▶ [ASSIGNMENT] Look through the entries below for the line that contains "# sample shape, one", then set down that line and each one after it exactly, through the last.

Dataset entries:
——

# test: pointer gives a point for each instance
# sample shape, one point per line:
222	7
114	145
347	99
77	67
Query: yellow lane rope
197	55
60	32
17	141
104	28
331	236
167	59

——

▶ [WRITTEN ANSWER]
# sample shape, one point per line:
222	7
114	145
347	99
77	67
Query: yellow lane rope
197	55
60	32
17	141
104	28
331	236
167	59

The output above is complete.